Cynthia Gentry, founder of the Atlanta Task Force on Play, remembers the summers of her childhood: She’d leave home in the morning and spend all day playing with neighborhood kids.
“You’d ride your bike and build forts,” she said.
She’d have lunch at someone else’s house, where the kids might stage a play or carnival in the backyard. Mothers were around, but were not involved in their play.
Gentry, who grew up in the 1950s and ’60s in a middle-class Atlanta neighborhood, recalls those summers as an idyllic time.
“We were so fortunate,” she said. “[The opportunity for play] was just so wide open.”
Today, Gentry, a board member of the International Play Association, doesn’t see kids wandering around the neighborhood — and she would worry if she did.
Children’s play has changed, she said. Historians of play agree.
Diane Levin, a professor of early-childhood education at Wheelock College in Boston, teaches a class about play. For the past decade, she’s had her undergraduate students interview people older than 50 about their childhood play experiences — who regularly reported playing outside much of the time. They generally played with other children and, they said, adults were not involved.
“The older ones taught the younger ones,” Levin said, perpetuating a culture of play.
Today, she explained, kids spend less time in active play, and the quality of their play has decreased.
“Children spend much less time playing and more time with screens at earlier and earlier ages,” she said.

■ Dataset content
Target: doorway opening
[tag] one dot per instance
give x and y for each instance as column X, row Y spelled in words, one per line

■ The task
Please revise the part of the text on children's play that opens with "Cynthia Gentry, founder" and closes with "of play agree.", putting "block" in place of "neighborhood". These lines have nothing to do with the text on children's play.

■ Task solution
Cynthia Gentry, founder of the Atlanta Task Force on Play, remembers the summers of her childhood: She’d leave home in the morning and spend all day playing with block kids.
“You’d ride your bike and build forts,” she said.
She’d have lunch at someone else’s house, where the kids might stage a play or carnival in the backyard. Mothers were around, but were not involved in their play.
Gentry, who grew up in the 1950s and ’60s in a middle-class Atlanta block, recalls those summers as an idyllic time.
“We were so fortunate,” she said. “[The opportunity for play] was just so wide open.”
Today, Gentry, a board member of the International Play Association, doesn’t see kids wandering around the block — and she would worry if she did.
Children’s play has changed, she said. Historians of play agree.